* **SELECTED EXCERPT**
********************

The notebook (including the battery) weighs 3.655 kg (~8.06lb.) which is typical for a gaming notebook of these proportions. The Deviltech Fragbook isn’t really meant to be moved around. At LAN parties and similar events the troublesome weight is around a kilo to heavy. You can never forget the gigantic power adapter that powers this gaming machine. The notebook itself is anything but compact, with the thickest part of the case measuring 4.4 cm (~1.7 in) high which makes the search for a matching backpack a little more difficult. All of these disadvantages are naturally something that all gamers have to deal with when buying any ‘gaming notebook’.
The connectivity is similar to the previously mentioned notebooks. On the right side you find two USB 2.0 ports next to the DVD optical drive which i beneficial for a right handed mouse user. The back side includes some of the bigger and bulkier ports such as the HDMI and VGA connectors which allow you to run external displays. Furthermore, the power cable is also plugged in here. A little more to the left is a slot for a Kensington Lock. Next to these ports you will also find an eSATA port which allows for fast data transfers with external hard drives. At last is the RJ45 jack which has also found its way onto the back of the notebook.
The left side is populated by two USB 3.0 ports next to the fan vents, a 4-in-1 card reader as well as another USB 3.0 port. Furthermore, a total of four jacks are available which could be used to run a 5.1 audio system.
With the large number of USB ports, there shouldn't be any problems connecting a number of peripherals. Because of how the bigger connectors have been placed on the back side, space is saved and potential problems cable clutter have been avoided. Overall, the cable and connectivity management is smart and well thought out. Even left hand users should have little problem using an external mouse.
It goes without saying that no average 0815 network card is going to be employed on a gaming notebook. So Deviltech has settled on the Qualcomm Killer e2200 Gigabit Ethernet Controller which should reduce latency and promises superior multiplayer gaming performance. The notebook connects wirelessly via Intel Centrino Wireless-N 2230 and we couldn't identify drops in connection or other problems. A built in WWAN card is something gamers won't find due to the weight and the size. It would be unnecessary as the laptop is not meant to be mobile.

********************

Stored items
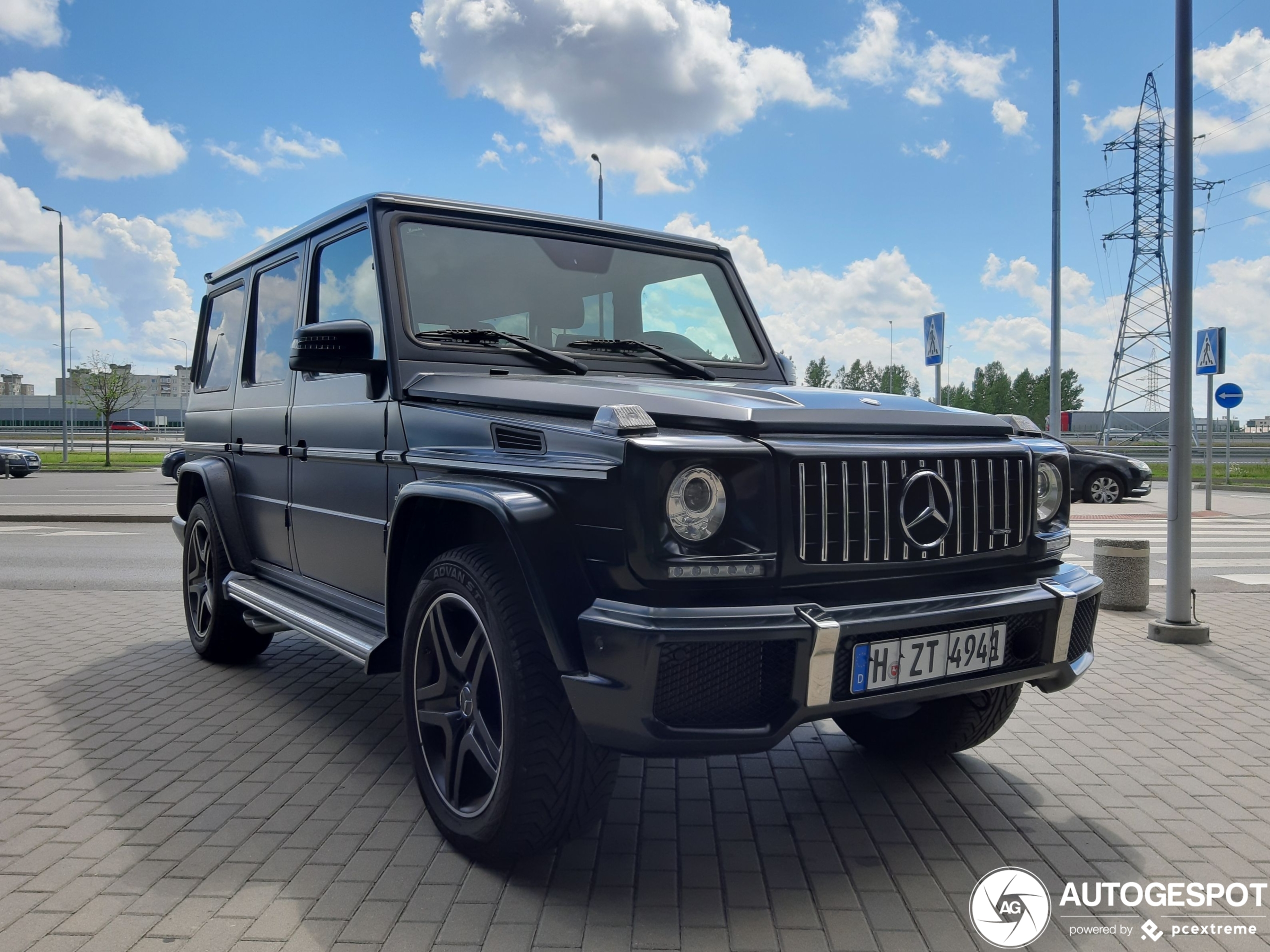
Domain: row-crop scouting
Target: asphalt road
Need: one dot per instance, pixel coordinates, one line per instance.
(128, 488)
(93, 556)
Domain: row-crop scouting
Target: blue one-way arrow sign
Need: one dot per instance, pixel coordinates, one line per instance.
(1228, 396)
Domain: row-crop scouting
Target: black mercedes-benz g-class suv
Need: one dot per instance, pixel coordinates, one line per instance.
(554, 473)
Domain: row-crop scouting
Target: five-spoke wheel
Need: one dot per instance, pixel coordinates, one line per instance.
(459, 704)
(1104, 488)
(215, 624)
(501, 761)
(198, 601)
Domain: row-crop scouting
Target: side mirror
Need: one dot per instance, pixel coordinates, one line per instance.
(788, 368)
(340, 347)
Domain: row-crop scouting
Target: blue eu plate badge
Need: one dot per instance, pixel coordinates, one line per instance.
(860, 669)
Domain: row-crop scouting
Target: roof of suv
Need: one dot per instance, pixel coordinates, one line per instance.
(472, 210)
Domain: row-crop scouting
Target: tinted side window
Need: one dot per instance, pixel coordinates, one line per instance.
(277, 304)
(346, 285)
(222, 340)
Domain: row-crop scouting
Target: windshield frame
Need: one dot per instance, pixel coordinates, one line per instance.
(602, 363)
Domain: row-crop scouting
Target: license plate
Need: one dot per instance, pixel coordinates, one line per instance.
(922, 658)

********************

* **PROBLEM DESCRIPTION**
According to the notebook review, what is gained by placing the bigger connectors on the back side? Answer in one to three sentences.

* **RESPONSE TO THIS TASK**
Placing the bigger and bulkier ports, such as HDMI and VGA, on the back side saves space and avoids potential problems with cable clutter. The review calls the overall cable and connectivity management smart and well thought out.